== INFORMATION SHOWN

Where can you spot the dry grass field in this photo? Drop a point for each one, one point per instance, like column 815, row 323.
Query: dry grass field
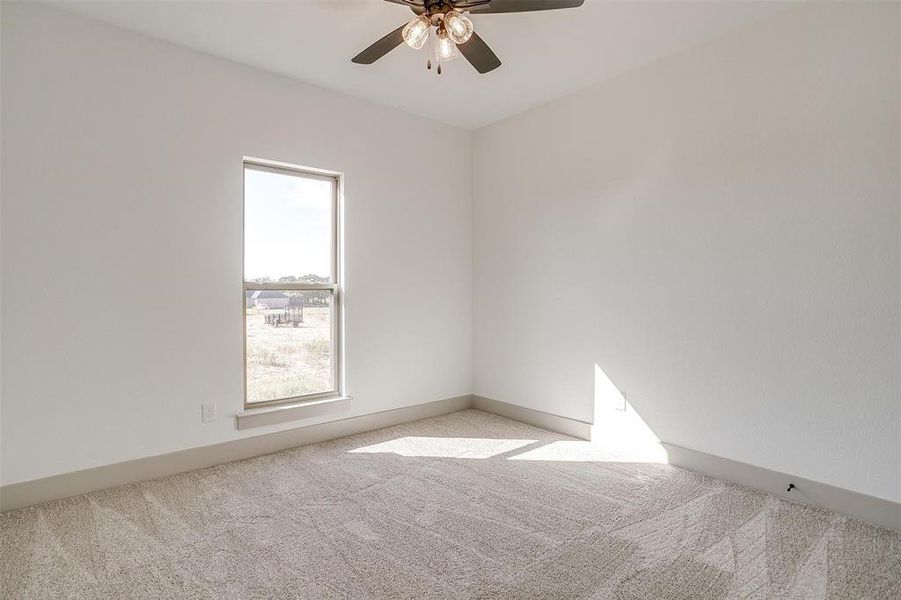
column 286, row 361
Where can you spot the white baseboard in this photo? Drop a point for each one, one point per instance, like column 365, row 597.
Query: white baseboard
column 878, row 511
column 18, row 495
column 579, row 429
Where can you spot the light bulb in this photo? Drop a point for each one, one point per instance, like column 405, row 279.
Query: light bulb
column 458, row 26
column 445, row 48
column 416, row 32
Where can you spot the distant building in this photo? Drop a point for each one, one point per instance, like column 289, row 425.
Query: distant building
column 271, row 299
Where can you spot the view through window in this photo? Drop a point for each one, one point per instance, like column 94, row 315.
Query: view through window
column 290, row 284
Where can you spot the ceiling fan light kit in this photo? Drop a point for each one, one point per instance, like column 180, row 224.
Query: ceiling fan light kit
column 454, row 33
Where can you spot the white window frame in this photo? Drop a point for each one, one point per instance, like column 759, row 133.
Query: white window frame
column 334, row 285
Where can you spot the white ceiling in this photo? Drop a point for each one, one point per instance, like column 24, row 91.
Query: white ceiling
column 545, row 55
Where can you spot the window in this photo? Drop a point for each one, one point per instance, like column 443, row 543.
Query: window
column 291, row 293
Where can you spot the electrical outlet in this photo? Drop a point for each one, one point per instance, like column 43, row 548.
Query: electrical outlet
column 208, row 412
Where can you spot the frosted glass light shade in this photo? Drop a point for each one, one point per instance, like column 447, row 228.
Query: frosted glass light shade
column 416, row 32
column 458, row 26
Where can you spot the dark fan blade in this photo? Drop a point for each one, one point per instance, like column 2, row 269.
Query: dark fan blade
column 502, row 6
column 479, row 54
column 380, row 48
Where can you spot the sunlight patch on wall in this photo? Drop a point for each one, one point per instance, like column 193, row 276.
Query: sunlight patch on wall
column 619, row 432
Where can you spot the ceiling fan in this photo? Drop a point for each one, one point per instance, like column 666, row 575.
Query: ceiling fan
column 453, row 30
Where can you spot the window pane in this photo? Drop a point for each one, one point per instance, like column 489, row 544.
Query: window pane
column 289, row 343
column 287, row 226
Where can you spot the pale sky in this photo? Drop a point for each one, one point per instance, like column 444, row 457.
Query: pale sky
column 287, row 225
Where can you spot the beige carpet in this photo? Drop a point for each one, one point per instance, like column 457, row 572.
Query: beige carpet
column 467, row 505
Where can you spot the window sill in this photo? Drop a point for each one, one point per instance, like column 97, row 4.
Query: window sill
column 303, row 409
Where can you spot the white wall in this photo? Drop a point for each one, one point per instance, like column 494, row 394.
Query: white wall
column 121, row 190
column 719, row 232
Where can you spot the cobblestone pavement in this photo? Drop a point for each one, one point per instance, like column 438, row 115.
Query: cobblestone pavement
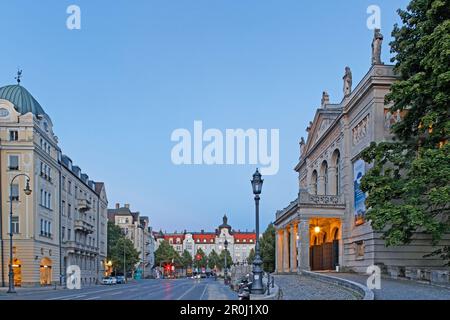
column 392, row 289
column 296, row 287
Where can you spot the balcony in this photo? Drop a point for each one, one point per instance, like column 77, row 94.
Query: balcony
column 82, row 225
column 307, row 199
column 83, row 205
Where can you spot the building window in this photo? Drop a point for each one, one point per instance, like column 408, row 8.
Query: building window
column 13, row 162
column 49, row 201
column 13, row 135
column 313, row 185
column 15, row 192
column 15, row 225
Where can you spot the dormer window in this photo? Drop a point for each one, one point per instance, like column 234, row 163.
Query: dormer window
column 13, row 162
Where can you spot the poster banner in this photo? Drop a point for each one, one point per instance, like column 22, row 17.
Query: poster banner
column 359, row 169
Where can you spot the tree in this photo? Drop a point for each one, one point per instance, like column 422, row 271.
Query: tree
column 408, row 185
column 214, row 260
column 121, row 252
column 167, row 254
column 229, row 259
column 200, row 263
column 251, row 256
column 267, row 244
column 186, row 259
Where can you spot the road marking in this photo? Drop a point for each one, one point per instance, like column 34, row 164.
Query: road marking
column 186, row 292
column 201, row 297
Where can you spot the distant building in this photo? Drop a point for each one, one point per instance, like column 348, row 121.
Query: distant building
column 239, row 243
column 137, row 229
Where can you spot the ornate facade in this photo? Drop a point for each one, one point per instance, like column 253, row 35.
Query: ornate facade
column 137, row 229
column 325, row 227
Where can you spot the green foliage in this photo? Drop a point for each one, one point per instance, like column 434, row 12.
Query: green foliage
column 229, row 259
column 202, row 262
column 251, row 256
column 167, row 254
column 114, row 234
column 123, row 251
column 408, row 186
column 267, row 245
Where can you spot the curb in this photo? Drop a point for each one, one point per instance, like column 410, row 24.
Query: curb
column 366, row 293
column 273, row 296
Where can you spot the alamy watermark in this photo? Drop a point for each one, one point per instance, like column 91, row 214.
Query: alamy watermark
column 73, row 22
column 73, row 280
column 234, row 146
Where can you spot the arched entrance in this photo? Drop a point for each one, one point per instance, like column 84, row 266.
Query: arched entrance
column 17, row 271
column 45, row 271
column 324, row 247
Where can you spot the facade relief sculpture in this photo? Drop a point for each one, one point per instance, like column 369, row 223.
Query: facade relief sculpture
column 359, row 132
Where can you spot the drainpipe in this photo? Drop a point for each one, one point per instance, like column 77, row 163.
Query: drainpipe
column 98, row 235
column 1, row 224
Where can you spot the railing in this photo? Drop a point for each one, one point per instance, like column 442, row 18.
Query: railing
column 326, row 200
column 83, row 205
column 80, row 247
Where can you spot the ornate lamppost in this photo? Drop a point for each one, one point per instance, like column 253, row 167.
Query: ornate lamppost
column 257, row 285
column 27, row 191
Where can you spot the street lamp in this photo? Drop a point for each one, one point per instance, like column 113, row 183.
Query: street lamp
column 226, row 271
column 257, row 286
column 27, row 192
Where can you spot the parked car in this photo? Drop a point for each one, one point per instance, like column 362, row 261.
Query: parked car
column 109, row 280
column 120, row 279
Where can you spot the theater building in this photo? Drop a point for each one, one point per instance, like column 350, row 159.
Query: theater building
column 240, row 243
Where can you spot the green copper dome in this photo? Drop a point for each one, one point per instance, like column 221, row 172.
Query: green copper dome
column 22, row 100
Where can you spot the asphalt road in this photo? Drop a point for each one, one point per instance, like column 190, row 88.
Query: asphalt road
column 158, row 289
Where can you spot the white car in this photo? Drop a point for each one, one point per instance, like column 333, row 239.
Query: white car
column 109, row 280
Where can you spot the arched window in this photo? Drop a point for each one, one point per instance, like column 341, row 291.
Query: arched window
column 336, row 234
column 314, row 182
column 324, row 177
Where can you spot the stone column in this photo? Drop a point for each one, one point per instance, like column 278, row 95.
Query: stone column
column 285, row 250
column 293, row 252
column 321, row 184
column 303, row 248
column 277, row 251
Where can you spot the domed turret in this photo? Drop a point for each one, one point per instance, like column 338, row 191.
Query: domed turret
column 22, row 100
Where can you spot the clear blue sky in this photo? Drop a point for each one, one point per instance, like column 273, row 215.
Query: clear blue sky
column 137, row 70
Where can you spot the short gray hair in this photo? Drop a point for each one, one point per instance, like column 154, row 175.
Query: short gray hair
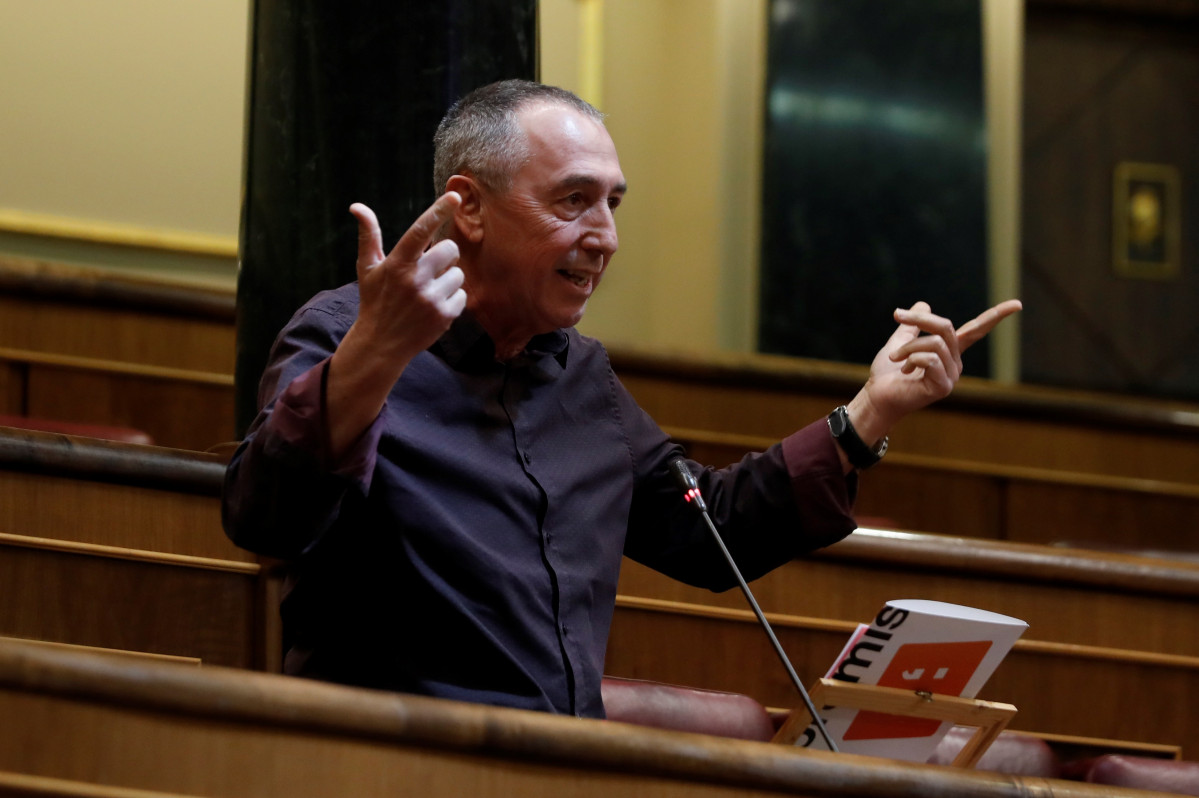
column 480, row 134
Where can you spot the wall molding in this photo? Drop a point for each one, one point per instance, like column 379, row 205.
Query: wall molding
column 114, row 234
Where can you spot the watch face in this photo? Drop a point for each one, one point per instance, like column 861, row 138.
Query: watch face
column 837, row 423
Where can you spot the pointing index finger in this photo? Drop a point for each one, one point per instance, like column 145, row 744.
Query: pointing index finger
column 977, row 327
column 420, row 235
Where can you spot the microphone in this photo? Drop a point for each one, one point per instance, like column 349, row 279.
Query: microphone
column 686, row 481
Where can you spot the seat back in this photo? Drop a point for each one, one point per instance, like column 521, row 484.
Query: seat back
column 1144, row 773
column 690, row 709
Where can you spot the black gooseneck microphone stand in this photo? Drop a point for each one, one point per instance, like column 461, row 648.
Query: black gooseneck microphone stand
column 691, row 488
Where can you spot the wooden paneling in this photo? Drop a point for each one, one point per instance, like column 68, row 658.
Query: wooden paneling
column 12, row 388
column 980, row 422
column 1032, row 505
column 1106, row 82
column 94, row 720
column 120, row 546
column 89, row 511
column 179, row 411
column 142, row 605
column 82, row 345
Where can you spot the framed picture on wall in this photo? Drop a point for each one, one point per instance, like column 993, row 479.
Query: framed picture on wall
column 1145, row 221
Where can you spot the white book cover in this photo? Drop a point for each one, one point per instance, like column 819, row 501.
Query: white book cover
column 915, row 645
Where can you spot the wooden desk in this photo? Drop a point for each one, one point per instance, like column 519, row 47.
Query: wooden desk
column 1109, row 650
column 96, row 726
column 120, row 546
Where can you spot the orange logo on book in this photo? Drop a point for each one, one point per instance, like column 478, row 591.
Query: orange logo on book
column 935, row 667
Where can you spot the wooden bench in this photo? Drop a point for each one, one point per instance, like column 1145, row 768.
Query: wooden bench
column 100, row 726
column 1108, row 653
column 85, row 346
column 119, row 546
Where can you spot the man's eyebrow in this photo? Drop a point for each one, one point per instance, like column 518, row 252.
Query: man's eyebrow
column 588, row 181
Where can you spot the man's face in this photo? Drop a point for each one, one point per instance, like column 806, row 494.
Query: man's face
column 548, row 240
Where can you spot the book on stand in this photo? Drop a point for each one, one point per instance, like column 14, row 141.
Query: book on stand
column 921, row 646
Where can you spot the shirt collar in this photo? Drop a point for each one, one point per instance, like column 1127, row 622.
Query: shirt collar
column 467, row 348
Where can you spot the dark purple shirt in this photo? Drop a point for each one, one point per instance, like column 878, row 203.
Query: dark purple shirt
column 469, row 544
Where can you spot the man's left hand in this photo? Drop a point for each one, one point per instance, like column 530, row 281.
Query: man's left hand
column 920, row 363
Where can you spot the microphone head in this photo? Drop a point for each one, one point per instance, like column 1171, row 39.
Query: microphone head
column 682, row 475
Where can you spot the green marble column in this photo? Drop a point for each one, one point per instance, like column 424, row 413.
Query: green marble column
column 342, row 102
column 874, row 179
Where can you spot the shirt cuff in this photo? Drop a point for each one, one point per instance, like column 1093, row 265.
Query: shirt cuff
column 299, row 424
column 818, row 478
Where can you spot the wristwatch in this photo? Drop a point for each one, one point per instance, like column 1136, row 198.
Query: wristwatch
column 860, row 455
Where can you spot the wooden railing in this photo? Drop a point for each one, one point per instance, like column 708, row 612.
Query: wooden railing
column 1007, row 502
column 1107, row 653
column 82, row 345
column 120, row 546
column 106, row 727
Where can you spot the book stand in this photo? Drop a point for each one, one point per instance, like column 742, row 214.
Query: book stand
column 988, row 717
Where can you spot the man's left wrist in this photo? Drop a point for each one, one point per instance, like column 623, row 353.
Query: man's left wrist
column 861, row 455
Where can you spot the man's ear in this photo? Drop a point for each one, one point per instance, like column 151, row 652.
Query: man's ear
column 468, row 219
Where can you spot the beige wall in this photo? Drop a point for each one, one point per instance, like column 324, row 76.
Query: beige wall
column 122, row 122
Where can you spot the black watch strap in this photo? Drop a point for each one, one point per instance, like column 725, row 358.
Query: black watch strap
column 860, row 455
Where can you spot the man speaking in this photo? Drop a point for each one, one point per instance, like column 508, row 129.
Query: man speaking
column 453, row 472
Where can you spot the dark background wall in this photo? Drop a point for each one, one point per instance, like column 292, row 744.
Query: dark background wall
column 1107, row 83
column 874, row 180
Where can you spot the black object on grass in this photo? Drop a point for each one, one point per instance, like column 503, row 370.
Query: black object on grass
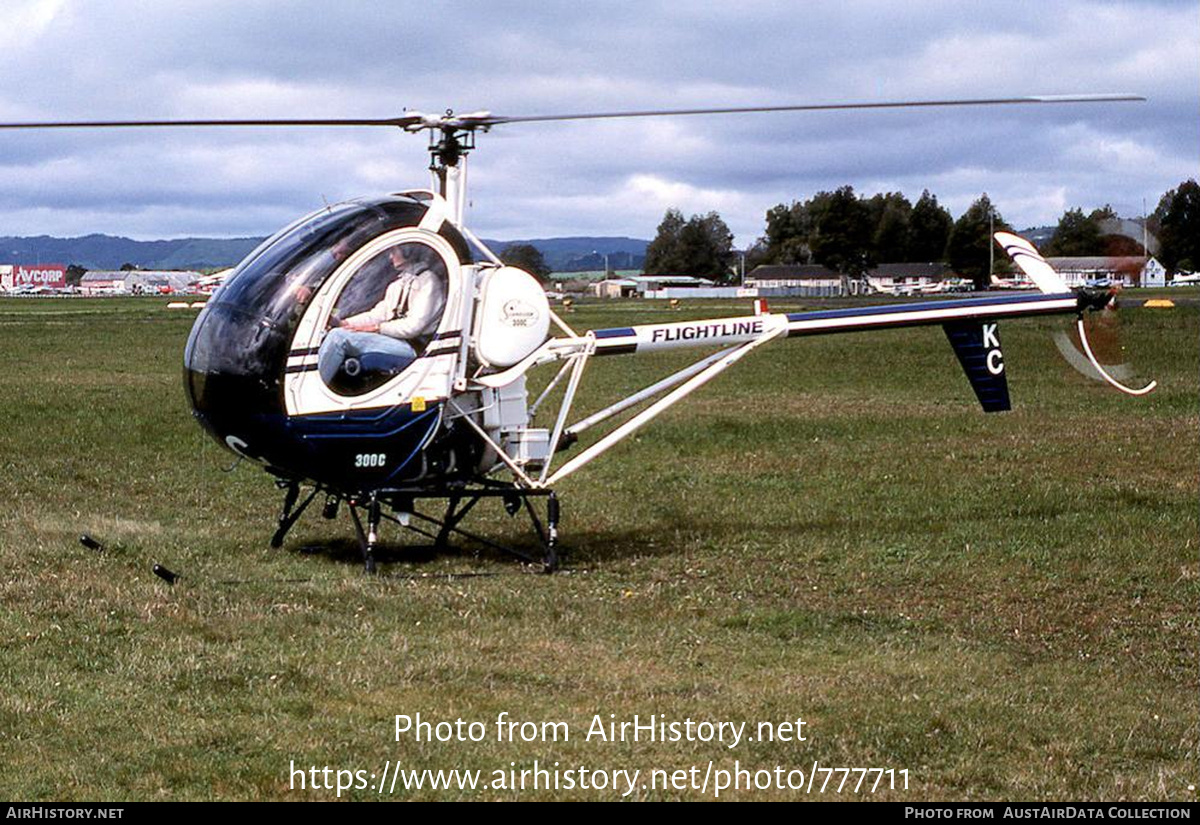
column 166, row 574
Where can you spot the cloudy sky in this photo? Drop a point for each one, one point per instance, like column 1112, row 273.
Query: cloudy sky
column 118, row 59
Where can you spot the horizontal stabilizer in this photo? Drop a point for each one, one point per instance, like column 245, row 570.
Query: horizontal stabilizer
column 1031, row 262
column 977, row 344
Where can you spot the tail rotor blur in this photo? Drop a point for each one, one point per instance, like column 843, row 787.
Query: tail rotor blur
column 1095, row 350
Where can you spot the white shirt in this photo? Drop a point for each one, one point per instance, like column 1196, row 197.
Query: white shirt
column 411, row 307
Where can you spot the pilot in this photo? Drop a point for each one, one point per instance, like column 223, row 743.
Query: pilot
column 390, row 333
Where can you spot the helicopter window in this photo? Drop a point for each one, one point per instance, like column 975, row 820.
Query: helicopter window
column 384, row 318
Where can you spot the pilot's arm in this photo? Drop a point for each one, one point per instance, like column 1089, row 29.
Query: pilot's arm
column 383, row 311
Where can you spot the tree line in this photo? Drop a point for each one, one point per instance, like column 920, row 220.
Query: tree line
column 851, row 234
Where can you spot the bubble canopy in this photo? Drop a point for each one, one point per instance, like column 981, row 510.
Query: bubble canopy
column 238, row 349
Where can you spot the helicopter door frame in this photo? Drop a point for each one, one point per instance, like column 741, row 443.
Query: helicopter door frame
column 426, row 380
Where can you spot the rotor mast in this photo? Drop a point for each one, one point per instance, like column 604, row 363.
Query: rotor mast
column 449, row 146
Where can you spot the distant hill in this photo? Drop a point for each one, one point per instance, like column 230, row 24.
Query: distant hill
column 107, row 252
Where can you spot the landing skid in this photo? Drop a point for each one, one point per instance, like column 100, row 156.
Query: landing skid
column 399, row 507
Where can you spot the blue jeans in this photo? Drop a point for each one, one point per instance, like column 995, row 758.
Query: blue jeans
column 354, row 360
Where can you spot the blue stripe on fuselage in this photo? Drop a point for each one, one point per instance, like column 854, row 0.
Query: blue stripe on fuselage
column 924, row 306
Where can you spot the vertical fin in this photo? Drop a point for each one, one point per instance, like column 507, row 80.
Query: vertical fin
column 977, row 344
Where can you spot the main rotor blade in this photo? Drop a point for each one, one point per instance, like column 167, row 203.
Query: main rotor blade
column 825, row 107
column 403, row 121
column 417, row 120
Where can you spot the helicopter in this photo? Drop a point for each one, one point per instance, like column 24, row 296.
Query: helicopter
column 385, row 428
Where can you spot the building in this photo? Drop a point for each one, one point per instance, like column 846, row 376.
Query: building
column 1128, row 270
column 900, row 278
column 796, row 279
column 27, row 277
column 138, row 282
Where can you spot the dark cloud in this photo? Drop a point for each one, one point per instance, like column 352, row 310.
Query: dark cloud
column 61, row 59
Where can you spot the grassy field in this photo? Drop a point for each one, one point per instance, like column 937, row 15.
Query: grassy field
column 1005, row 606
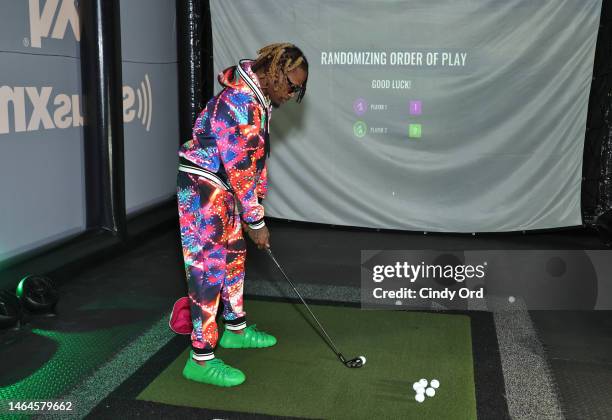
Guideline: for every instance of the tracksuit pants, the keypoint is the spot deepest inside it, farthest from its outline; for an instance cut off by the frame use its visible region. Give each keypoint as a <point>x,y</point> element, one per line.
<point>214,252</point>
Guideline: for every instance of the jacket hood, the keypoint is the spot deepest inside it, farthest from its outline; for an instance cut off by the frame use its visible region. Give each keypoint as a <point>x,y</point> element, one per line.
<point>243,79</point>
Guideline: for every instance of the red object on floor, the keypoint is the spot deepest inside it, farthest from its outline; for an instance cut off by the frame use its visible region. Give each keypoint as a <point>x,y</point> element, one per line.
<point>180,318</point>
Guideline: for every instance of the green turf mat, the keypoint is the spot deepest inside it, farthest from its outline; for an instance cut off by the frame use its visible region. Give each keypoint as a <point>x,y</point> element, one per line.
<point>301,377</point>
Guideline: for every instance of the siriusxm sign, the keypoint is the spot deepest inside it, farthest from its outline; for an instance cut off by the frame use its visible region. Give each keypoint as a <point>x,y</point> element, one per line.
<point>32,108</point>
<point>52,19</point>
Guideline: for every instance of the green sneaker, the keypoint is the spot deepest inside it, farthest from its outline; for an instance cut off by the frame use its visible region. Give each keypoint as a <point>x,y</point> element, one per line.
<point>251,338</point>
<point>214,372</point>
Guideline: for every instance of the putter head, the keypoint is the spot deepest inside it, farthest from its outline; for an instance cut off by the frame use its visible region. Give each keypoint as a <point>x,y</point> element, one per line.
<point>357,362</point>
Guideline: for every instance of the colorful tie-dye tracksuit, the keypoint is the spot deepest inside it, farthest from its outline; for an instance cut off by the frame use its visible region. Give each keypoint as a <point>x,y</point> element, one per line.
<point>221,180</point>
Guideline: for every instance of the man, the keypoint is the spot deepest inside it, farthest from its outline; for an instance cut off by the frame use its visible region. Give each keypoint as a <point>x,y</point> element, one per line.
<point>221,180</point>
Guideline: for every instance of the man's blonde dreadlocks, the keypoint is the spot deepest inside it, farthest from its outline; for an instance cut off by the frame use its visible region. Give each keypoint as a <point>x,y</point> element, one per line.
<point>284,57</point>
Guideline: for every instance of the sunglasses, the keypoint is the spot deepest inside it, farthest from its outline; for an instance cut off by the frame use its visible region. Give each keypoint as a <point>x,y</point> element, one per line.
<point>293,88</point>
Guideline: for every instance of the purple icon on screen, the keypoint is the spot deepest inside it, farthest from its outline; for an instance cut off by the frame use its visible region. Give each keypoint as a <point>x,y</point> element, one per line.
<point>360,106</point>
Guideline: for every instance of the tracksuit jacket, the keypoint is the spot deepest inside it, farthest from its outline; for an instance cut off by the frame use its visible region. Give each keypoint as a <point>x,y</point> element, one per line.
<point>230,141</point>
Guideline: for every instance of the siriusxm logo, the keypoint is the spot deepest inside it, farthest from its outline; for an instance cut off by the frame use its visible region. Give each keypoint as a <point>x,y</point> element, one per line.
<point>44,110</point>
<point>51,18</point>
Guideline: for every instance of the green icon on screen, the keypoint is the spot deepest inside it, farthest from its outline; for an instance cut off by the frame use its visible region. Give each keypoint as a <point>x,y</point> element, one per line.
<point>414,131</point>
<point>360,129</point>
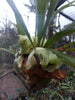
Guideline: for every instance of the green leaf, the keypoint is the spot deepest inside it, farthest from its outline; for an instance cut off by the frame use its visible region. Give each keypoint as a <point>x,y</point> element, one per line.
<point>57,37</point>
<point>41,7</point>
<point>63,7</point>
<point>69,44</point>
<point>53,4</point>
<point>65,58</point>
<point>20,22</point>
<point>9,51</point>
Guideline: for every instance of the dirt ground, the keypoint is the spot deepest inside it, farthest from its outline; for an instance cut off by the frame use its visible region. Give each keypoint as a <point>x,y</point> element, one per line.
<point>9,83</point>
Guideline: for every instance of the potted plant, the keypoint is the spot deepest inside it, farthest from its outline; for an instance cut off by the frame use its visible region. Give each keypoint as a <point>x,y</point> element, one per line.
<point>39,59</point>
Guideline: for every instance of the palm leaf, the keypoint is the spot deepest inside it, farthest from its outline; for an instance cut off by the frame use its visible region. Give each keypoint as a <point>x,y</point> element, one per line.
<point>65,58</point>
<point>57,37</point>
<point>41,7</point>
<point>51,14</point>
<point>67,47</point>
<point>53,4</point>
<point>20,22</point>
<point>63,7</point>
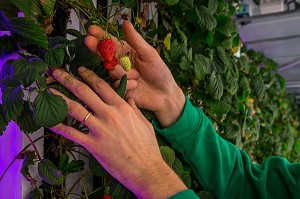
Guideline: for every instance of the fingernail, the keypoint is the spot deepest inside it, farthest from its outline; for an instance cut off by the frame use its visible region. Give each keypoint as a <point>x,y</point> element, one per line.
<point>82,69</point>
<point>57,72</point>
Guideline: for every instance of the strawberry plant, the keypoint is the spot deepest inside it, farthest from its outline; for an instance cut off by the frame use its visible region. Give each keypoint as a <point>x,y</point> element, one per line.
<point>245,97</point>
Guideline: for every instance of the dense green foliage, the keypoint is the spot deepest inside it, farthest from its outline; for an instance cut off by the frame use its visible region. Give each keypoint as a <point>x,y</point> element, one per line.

====

Nothing but the lines above from the one that has "Where can you spot the asphalt" down to the one that has "Where can you spot the wall" belongs in the answer, copied exactly, without pictures.

§ THE COMPLETED TASK
Where can you spot the asphalt road in this photo? Drop a point for each one, one point per instance, like column 190, row 88.
Query: asphalt road
column 158, row 289
Where can you spot the white car in this photo? Drop a point for each one, one point per instance, like column 333, row 239.
Query: white car
column 109, row 280
Where can you spot the arched window in this photo? Drop a point for each one, one point per instance, like column 341, row 291.
Query: arched window
column 336, row 234
column 314, row 182
column 324, row 177
Where can you spot the stone column in this photo? Drop a point for each one, one point per instance, like column 278, row 95.
Query: stone column
column 285, row 250
column 293, row 252
column 321, row 184
column 303, row 248
column 277, row 251
Where can you spot the domed turret in this photo? Drop a point for each one, one point per instance, like column 338, row 191.
Query: domed turret
column 22, row 100
Where can you spot the clear blue sky in this photo? Drop a point for each one, one point per instance, like column 273, row 215.
Query: clear blue sky
column 137, row 70
Where can you spot the short gray hair in this photo? Drop a point for each one, one point per instance, like column 154, row 175.
Query: short gray hair
column 480, row 134
Where can you spot the wall molding in this photo? Drop a point for each one, one point per instance, like column 379, row 205.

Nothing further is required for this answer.